** start Information given **
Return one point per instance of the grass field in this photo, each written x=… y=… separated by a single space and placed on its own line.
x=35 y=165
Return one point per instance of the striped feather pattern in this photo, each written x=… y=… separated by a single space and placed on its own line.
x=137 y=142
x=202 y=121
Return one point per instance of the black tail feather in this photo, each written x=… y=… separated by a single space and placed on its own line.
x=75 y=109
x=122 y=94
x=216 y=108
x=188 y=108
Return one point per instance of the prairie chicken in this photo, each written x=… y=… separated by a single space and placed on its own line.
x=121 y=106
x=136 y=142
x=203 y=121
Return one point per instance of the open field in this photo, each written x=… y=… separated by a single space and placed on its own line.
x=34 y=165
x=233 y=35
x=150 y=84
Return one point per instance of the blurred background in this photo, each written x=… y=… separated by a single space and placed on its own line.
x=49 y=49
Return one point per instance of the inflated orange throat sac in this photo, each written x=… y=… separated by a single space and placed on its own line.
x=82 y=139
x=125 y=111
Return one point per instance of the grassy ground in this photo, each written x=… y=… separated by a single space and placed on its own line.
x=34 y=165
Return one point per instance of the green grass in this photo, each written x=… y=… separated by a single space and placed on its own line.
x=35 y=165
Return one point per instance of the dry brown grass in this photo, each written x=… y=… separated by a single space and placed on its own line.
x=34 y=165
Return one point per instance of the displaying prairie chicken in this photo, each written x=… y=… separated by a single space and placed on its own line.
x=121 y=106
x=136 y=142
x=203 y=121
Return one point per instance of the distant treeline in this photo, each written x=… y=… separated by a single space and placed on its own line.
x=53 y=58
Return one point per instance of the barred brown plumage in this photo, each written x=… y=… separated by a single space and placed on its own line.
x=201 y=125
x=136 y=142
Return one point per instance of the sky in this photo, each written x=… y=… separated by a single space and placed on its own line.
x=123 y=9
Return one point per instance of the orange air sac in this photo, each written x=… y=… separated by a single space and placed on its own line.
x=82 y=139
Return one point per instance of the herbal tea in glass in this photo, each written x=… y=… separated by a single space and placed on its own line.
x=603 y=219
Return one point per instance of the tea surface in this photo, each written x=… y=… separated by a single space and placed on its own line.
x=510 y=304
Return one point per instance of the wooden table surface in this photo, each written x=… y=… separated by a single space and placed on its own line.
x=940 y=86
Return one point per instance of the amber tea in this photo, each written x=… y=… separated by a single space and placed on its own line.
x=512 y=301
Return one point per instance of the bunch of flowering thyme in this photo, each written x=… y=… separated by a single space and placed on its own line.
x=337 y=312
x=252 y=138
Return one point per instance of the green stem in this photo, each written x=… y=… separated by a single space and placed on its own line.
** end Information given **
Retype the data exactly as given.

Worked solution:
Return one point per instance of the grass field in this photo, each written x=… y=… separated by a single space and placed on its own line.
x=35 y=165
Return one point per instance of the striped feather pattern in this photo, each written x=… y=… separated by a single space and placed on its own line.
x=137 y=142
x=202 y=121
Return one point per instance of the black tail feather in this photo, each written x=… y=… separated by a single space and placed on its own line.
x=75 y=109
x=122 y=94
x=216 y=108
x=188 y=108
Return one point per instance of the prairie chicken in this photo, each written x=… y=… separated by a single space and placed on its own line.
x=121 y=106
x=136 y=142
x=203 y=121
Return one point per instance of the open field in this photo, each written x=… y=… separated by a single space and placed on its own line.
x=34 y=165
x=233 y=35
x=150 y=84
Return one point per instance of the blurred background in this photo, each written x=… y=… separated by a single space and placed on its own line.
x=49 y=49
Return one point per instance of the inflated orange throat sac in this photo, each written x=… y=… separated by a single space and placed on its own line.
x=82 y=139
x=125 y=111
Return one point per instance of the grassy ground in this photo, each written x=… y=… separated by a single space and placed on its own line.
x=34 y=165
Return one point per instance of the green grass in this photo, each written x=… y=… separated by a single space and placed on its own line.
x=35 y=165
Return one point per instance of the dry brown grass in this photo, each written x=… y=… separated by a single space and placed on its own line.
x=34 y=165
Return one point per instance of the displaying prairie chicken in this photo, each written x=… y=… separated by a single space and placed on its own line.
x=121 y=106
x=136 y=142
x=203 y=121
Return one point per instance of the distant treeline in this photo, each written x=… y=… separated by a single space and placed on its own line.
x=53 y=58
Return one point per instance of the barred brown plumage in this photo, each written x=… y=… separated by a single space and placed on its own line.
x=201 y=125
x=136 y=142
Return one point per instance of the sky in this photo, each written x=… y=… separated by a single space and placed on its own line.
x=123 y=9
Return one point per instance of the orange air sac in this photo, each written x=… y=… separated by a single space and placed on its own line.
x=82 y=139
Return one point per instance of the herbal tea in glass in this photo, each written x=… y=… separated by a single space and placed on its own line.
x=603 y=219
Return one point per instance of the tea surface in this photo, each written x=… y=… separated by a single space and placed on its own line.
x=510 y=304
Return one point per instance of the wooden table surface in this photo, each written x=… y=… separated by a single space and placed on its own line.
x=940 y=86
Return one point per instance of the amber tea in this photo, each written x=… y=… separated by a single space and placed on its own line.
x=512 y=301
Return one point per instance of the bunch of flowering thyme in this photo, each written x=… y=… separated by a single space and placed on its own line.
x=337 y=312
x=252 y=138
Return one point per instance of the green stem in this photo, each written x=… y=… separated by a single space and placed on its own line.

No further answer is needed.